Data for processing:
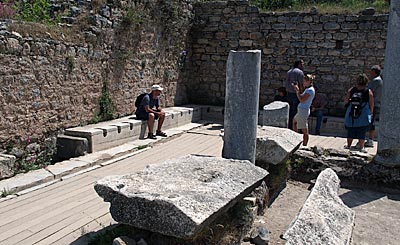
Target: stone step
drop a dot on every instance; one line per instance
(105, 135)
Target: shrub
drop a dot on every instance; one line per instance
(107, 109)
(34, 10)
(7, 10)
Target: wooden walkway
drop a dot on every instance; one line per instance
(63, 212)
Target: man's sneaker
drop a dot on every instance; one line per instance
(160, 133)
(369, 143)
(151, 136)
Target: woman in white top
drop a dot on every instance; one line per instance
(300, 121)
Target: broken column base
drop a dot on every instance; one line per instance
(388, 158)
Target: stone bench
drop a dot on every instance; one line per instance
(324, 218)
(179, 197)
(104, 135)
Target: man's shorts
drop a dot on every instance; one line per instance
(145, 116)
(302, 118)
(375, 117)
(357, 132)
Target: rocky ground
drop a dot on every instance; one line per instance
(377, 218)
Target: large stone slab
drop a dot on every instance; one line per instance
(181, 196)
(274, 145)
(105, 135)
(23, 181)
(70, 146)
(324, 218)
(241, 104)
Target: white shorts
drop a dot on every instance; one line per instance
(302, 118)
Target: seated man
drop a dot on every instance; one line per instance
(150, 110)
(318, 109)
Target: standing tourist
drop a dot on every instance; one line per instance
(300, 120)
(375, 85)
(295, 77)
(360, 105)
(318, 108)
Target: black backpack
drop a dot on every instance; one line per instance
(139, 99)
(357, 103)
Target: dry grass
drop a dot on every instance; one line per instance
(37, 30)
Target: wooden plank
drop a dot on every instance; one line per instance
(46, 230)
(68, 185)
(46, 214)
(81, 221)
(91, 229)
(39, 208)
(54, 204)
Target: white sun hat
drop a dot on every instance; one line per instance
(156, 87)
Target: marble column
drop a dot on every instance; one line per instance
(241, 104)
(389, 122)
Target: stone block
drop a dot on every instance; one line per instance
(324, 218)
(181, 196)
(105, 135)
(274, 145)
(70, 146)
(63, 168)
(276, 114)
(26, 180)
(7, 166)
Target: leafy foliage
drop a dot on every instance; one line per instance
(332, 5)
(107, 109)
(6, 10)
(34, 10)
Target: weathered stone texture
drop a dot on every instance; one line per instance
(339, 46)
(324, 218)
(179, 197)
(52, 78)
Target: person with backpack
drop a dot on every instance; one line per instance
(148, 108)
(360, 105)
(295, 76)
(376, 86)
(300, 120)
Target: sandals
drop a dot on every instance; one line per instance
(151, 136)
(161, 133)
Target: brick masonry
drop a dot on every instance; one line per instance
(49, 83)
(334, 47)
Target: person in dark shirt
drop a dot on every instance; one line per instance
(151, 110)
(295, 77)
(318, 108)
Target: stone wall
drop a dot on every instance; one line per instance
(52, 76)
(334, 47)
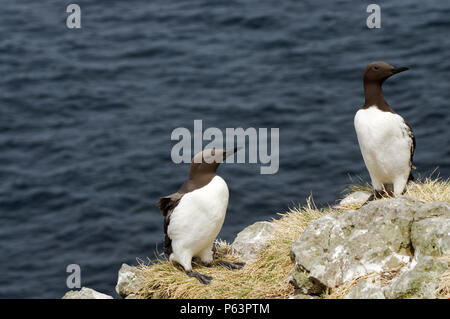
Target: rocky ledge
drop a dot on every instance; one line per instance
(391, 248)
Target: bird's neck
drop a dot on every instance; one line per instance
(374, 96)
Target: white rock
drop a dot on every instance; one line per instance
(250, 241)
(85, 293)
(358, 197)
(128, 281)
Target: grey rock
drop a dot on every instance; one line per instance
(419, 281)
(338, 248)
(85, 293)
(129, 281)
(430, 232)
(250, 241)
(358, 197)
(365, 289)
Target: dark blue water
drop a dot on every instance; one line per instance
(86, 116)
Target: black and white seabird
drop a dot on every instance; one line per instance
(386, 140)
(194, 215)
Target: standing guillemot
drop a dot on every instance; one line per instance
(386, 140)
(194, 215)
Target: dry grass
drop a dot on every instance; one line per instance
(266, 277)
(443, 289)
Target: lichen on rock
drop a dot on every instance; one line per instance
(399, 235)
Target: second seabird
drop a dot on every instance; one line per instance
(386, 140)
(194, 215)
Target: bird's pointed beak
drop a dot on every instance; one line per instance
(396, 70)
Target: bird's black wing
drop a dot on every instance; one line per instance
(413, 147)
(167, 204)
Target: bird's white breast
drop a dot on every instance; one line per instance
(384, 142)
(199, 216)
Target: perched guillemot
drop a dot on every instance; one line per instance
(386, 140)
(194, 215)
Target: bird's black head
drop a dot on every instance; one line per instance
(378, 72)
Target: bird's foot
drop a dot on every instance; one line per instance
(230, 265)
(203, 279)
(375, 195)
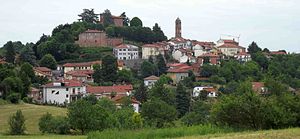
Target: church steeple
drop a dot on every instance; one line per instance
(178, 28)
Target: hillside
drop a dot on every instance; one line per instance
(31, 112)
(271, 134)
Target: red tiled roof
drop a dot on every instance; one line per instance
(242, 54)
(278, 53)
(119, 98)
(83, 64)
(126, 46)
(231, 46)
(109, 89)
(152, 78)
(182, 69)
(93, 31)
(176, 64)
(42, 69)
(256, 86)
(66, 83)
(80, 73)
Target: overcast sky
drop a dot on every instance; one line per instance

Goal:
Write out again everything from the line containing "Target: second seabird" down to the end of the items above, with 141 added to each coordinate value. Leave out the pictures.

Solution for this problem:
Target: second seabird
drop a dot on every instance; one line per instance
(527, 281)
(335, 356)
Target: bird's pointed beak
drop a dot on every instance; one line per instance
(537, 211)
Target: bird's black wing
drop a dot on every instance; one line per instance
(554, 288)
(308, 345)
Target: bird's white breast
drop a dot on every instance; one line per instance
(525, 283)
(340, 357)
Target: perched guillemot
drop a dot on every instance; one line per instance
(527, 281)
(335, 356)
Target: bird's black head
drop a dot on every instance; one line per instance
(519, 213)
Target: bird's foot
drop a dot on every instance; one line per instance
(371, 406)
(344, 420)
(516, 336)
Target: church steeple
drop a dot on every instance; one line per instance
(319, 169)
Target: hillside
drop a dot on every instance; one line per instance
(172, 253)
(412, 275)
Target: red tiled roof
drop a dot on every instance; one line per instance
(383, 195)
(419, 194)
(260, 239)
(224, 205)
(267, 187)
(372, 187)
(250, 230)
(293, 219)
(323, 210)
(234, 172)
(317, 205)
(183, 210)
(397, 227)
(207, 224)
(221, 214)
Target: overcast sky
drop a dot on every instance; one line per instance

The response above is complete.